- **Text**

# TOS Shuttle Craft



## MadCap Romanian (Oct 29, 2005)

Here's the AMT TOS Shuttlecraft, build out of the box with Mr. Spock from the Bridge kit standing beside it for comparison.

I built this following the Franz Joseph Tech Manual colour key back in the 1990's.



















This is one of the models that will go in the High River Star Trek Library Display on Jan 4th.


----------



## Guy Schlicter (May 3, 2004)

Very nice work!


----------



## scotpens (Sep 6, 2003)

Looks pretty clean, considering the limitations of the kit out-of-the-box. Have you thought of doing an accurized version? Of course, that means essentially rebuilding more than half the kit.


----------



## MadCap Romanian (Oct 29, 2005)

I've seen them on the web, but I don't have enough for a second kit.


----------



## Fozzie (May 25, 2009)

Your placement of Spock in that picture brings to mind a question I have been grappling with of late--are the bridge and the shuttle the same scale? The reason I have been wondering this is because I want to make a diorama with my shuttle kit and have been wondering if the bridge crew is the right size and could be used to populate it.

Spock looks a tad tall in that photo. I'll throw out the question then: what scale is the shuttle? What scale is the bridge...?


----------



## scotpens (Sep 6, 2003)

I believe the both the bridge and the shuttlecraft are in 1/36 scale.


----------



## WarpCore Breach (Apr 27, 2005)

- **Dataset excerpt**
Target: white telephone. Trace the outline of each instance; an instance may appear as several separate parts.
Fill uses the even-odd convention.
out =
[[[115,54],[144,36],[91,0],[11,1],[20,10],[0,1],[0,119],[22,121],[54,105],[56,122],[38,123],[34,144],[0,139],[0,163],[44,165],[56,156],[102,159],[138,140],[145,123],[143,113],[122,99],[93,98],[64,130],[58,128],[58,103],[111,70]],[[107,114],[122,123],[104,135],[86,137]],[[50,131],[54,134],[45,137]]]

- **List of tasks**
1. From the shuttlecraft thread, return the passage from "Your placement of" up to and including "to populate it.".
2. In the shuttlecraft thread, what scale does scotpens believe both the bridge and the shuttlecraft are?

- **Results in order**
1.
Your placement of Spock in that picture brings to mind a question I have been grappling with of late--are the bridge and the shuttle the same scale? The reason I have been wondering this is because I want to make a diorama with my shuttle kit and have been wondering if the bridge crew is the right size and could be used to populate it.

2. 1/36 scale.